Dataset excerpts on object pointing:
========================

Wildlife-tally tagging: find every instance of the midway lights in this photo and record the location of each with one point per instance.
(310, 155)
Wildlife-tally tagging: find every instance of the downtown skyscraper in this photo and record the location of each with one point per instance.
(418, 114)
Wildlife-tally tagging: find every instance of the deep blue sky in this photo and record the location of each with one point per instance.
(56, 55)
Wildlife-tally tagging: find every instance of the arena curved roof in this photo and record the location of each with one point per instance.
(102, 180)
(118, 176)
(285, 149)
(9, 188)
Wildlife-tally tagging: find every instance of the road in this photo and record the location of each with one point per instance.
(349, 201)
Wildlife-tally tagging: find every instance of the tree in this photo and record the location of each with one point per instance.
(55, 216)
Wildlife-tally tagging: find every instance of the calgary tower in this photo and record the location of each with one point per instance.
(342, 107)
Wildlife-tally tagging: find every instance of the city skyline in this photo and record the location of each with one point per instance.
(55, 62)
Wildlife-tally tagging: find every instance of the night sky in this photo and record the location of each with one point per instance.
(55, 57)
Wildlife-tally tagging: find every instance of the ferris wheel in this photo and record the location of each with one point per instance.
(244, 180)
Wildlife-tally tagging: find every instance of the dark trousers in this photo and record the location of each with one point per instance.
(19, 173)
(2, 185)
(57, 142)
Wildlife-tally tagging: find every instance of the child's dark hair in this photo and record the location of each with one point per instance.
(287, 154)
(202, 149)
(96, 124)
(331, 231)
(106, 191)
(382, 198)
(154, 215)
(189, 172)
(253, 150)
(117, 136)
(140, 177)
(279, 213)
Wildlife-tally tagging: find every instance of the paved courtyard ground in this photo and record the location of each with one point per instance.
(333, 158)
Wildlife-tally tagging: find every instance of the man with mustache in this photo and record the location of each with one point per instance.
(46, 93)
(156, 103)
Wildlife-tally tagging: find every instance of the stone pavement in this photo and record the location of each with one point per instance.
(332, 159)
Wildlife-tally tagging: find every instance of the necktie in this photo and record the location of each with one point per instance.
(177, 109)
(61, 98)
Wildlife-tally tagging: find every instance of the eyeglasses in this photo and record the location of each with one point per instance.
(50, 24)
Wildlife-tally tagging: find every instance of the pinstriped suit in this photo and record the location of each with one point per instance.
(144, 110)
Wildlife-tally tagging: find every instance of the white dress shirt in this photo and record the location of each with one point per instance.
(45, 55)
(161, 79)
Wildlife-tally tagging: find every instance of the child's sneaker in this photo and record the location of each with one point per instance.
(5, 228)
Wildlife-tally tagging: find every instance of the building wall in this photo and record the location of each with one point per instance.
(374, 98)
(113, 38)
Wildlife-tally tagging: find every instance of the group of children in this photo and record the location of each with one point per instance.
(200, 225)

========================

● Problem requirements
Give the entries above as a two-column CSV with the columns "text" and "answer", with one row per entry. Put the entry's text and its complete answer each in one quoted field, and replace any line breaks with spaces.

● Answer to this exercise
text,answer
"Wildlife-tally tagging: find every instance of the midway lights in this photo and record the location of each with one point per instance.","(310, 155)"
"Wildlife-tally tagging: find every instance of the downtown skyscraper in this photo and record the location of each with one point per instance.","(418, 114)"
"Wildlife-tally tagging: find every instance of the deep blue sky in this photo and record the location of each with one point per instance.","(56, 55)"
"Wildlife-tally tagging: find every instance of the arena curved roof in this photo and record the location of each with one point per instance.","(102, 180) (118, 176) (285, 149) (9, 188)"
"Wildlife-tally tagging: find every instance of the road in this photo and record the location of each with one point per instance.","(349, 201)"
"Wildlife-tally tagging: find every instance of the tree in this photo and record the location of each with one point per instance.","(55, 216)"
"Wildlife-tally tagging: find every instance of the calgary tower in this photo and record the location of each with one point per instance.","(342, 107)"
"Wildlife-tally tagging: find every instance of the city skyline in this photo and record the location of each with one point per instance.","(55, 62)"
"Wildlife-tally tagging: find every instance of the night sky in this photo and record the location of each with one point per instance.","(55, 57)"
"Wildlife-tally tagging: find every instance of the ferris wheel in this photo and record the location of each with one point per instance.","(244, 180)"
"Wildlife-tally tagging: find every instance of the dark trousers in this photo and record the location of each with one point per instance.","(19, 173) (2, 185) (57, 142)"
"Wildlife-tally tagging: find every instance of the child's dark hair in this photo and record the location of each with one point per instance.","(287, 154) (202, 149) (96, 124) (331, 231) (106, 191) (382, 198) (154, 215) (189, 172) (253, 150) (117, 136) (140, 177) (279, 213)"
"Wildlife-tally tagging: find every instance of the paved courtyard ground in this photo and record the location of each with one point per instance.","(333, 158)"
"Wildlife-tally tagging: find every instance of the man with mustache in this photo and record the location of each with one point per instance.","(46, 93) (156, 103)"
"Wildlife-tally tagging: find every instance of the stone pavement in this photo and record the location of each with one point per instance.","(332, 159)"
"Wildlife-tally tagging: find every instance of the necktie in this photo and record the location of each with one point per instance.","(177, 109) (61, 98)"
"Wildlife-tally tagging: find every instance of the eyeglasses in this photo and record the location of each with one point per instance.","(50, 24)"
"Wildlife-tally tagging: find every instance of the pinstriped suit in this photo and record the location of each with one point per instance.","(144, 110)"
"Wildlife-tally tagging: find every instance of the white dress shirt in this photo and record the location of each with one point per instance.","(45, 55) (161, 79)"
"Wildlife-tally tagging: find every instance of the child's sneaker in this photo and record the location of each with one point per instance.","(5, 228)"
"Wildlife-tally tagging: find every instance of the building wall in this photo and record the location of each with one point per instance.","(374, 98) (113, 38)"
"Wildlife-tally tagging: find every instance of the group of children in this photo and record the location of each with one point per instance.","(200, 225)"